• [Exercise goal]:
Each line of the data below from the one holding "Target: orange breast" to the one holding "<point>991,201</point>", inclusive, is to be reproduced exactly; no other line belongs in the answer.

• [Records for processing]:
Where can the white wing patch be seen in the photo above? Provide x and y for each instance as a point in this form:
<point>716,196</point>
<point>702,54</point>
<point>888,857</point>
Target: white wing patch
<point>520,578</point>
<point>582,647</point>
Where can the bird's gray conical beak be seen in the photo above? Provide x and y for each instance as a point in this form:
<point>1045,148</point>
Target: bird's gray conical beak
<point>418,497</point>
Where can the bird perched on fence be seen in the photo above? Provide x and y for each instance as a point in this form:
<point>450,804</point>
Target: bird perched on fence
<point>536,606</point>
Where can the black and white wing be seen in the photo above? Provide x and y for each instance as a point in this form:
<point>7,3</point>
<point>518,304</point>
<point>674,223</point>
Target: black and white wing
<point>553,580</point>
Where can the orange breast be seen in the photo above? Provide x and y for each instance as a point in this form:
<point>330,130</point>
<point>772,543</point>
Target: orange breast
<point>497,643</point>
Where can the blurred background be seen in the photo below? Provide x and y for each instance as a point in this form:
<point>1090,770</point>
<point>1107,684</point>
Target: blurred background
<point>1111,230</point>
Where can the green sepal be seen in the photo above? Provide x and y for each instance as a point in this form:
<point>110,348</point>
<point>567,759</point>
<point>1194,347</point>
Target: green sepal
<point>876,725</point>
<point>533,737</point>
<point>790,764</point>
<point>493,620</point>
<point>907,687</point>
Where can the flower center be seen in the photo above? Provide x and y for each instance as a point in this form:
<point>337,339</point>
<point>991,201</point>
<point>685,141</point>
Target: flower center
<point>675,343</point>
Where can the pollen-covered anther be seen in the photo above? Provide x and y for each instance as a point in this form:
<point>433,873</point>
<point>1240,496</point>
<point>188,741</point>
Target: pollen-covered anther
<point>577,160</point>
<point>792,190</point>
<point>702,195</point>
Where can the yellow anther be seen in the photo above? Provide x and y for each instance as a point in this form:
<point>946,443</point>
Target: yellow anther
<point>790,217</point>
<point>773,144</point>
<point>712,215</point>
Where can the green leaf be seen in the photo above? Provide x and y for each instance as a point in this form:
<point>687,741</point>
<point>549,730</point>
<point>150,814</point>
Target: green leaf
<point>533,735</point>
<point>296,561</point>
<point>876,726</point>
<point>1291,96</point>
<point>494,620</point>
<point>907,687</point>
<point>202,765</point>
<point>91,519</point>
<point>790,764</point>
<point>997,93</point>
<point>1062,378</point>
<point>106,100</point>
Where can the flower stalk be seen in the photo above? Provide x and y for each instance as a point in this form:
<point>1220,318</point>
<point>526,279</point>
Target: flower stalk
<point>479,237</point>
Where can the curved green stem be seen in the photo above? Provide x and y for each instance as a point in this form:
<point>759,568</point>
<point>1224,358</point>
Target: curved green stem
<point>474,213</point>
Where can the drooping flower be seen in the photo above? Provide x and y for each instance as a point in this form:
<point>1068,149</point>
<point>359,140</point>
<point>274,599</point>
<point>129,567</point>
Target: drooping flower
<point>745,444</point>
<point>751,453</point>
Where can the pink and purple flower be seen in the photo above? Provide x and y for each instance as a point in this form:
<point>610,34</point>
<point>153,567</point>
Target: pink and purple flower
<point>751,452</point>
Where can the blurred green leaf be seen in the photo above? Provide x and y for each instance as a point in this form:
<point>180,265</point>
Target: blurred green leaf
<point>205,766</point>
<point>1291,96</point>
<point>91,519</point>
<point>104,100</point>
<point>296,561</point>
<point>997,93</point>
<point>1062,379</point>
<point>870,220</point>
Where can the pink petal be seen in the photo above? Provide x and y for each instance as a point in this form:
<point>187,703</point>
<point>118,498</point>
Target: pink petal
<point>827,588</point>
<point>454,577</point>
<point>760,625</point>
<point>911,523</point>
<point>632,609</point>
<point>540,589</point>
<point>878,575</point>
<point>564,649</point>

...

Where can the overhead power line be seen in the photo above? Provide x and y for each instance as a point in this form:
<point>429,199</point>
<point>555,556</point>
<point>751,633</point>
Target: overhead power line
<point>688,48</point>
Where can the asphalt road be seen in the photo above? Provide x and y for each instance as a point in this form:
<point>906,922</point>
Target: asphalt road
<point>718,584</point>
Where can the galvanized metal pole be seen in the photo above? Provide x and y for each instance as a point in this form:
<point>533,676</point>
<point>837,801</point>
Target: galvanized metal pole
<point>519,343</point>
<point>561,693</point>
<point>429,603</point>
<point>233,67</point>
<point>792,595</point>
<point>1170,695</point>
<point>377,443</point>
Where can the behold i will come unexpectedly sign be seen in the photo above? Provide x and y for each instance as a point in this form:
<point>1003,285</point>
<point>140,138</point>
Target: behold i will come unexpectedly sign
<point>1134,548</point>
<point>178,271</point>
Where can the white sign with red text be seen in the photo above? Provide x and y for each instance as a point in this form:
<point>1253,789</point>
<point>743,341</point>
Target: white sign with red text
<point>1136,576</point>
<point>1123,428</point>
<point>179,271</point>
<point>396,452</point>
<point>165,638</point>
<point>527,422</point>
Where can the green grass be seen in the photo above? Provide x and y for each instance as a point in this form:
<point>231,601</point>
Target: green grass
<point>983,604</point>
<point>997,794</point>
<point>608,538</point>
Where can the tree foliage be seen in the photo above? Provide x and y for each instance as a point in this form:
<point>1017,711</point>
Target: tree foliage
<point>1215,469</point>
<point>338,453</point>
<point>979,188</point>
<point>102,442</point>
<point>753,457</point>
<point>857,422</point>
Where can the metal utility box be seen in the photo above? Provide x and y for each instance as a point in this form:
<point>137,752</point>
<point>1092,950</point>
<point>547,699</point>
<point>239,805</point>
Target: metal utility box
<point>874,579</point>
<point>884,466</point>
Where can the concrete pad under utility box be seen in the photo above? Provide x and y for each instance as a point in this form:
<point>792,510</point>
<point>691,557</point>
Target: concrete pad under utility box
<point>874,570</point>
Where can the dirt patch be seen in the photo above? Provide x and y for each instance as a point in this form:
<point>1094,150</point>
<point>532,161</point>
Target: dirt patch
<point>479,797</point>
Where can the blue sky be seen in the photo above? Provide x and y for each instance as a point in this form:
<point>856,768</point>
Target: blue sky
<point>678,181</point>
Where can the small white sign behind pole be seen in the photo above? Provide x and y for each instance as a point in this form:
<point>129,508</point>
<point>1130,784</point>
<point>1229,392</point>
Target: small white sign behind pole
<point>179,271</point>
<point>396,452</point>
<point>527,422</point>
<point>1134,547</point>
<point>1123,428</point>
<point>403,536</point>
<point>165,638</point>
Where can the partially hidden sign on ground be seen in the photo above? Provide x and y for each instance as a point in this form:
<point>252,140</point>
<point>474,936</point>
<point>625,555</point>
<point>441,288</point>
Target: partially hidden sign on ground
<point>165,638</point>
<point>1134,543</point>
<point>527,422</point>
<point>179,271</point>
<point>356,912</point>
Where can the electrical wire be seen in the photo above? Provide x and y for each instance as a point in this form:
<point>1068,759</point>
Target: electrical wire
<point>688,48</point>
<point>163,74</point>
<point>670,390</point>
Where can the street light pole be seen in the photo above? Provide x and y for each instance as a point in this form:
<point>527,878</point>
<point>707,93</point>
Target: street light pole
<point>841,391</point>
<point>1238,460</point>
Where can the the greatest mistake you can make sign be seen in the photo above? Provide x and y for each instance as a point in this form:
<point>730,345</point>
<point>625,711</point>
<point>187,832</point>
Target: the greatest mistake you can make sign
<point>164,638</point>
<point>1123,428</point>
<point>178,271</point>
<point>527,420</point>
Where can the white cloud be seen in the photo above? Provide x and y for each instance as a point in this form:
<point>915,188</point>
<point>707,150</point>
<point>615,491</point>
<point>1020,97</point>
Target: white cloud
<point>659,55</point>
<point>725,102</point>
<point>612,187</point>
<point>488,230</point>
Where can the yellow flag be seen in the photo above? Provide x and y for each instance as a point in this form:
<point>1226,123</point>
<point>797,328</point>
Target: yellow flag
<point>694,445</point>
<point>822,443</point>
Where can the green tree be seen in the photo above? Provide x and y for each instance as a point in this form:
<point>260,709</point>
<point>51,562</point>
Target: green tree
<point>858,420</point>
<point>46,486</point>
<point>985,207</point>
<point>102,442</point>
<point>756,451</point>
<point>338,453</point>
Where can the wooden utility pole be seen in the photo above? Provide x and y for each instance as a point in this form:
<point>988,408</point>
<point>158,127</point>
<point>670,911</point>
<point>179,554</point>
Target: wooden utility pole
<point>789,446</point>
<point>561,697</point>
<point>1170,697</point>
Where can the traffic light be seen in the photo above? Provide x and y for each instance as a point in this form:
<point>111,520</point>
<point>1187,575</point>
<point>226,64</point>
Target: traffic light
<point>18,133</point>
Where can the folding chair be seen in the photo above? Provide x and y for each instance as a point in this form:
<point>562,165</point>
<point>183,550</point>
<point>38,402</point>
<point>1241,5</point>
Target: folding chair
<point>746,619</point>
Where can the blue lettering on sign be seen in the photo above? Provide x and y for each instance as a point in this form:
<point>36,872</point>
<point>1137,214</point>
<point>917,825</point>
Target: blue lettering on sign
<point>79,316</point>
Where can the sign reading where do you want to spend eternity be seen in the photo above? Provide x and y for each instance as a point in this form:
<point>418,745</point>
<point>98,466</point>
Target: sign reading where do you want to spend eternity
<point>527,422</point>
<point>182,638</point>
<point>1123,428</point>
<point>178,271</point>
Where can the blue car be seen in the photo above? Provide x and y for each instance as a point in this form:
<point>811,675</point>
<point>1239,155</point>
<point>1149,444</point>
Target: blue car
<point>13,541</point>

• [Response]:
Target: orange breast
<point>497,643</point>
Where can the blurred background be seen in the photo below? Provide x and y for each instance as a point in this form:
<point>1090,770</point>
<point>1107,684</point>
Target: blurred background
<point>1111,230</point>
Where can the green sepal be seen in the photo above? Provide x and y for each instance as a point in this form:
<point>110,348</point>
<point>567,759</point>
<point>1194,347</point>
Target: green sepal
<point>876,725</point>
<point>533,737</point>
<point>790,764</point>
<point>493,620</point>
<point>907,687</point>
Where can the flower center be seen in the photo above? Provide x and y for each instance as a point in this form:
<point>337,339</point>
<point>991,201</point>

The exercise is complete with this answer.